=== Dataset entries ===
"""
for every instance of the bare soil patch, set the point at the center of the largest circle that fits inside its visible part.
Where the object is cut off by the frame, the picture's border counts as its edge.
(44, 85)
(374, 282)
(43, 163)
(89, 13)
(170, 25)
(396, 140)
"""
=== How to complete this task ===
Type the data out again, exactly.

=== Exercise answer ===
for every instance of the bare soil patch, set the point at the center of the largest circle that fits inside its visible part.
Where the object is cut off by the frame, the picture's border counts as its edge.
(44, 85)
(374, 282)
(43, 163)
(89, 13)
(170, 25)
(396, 140)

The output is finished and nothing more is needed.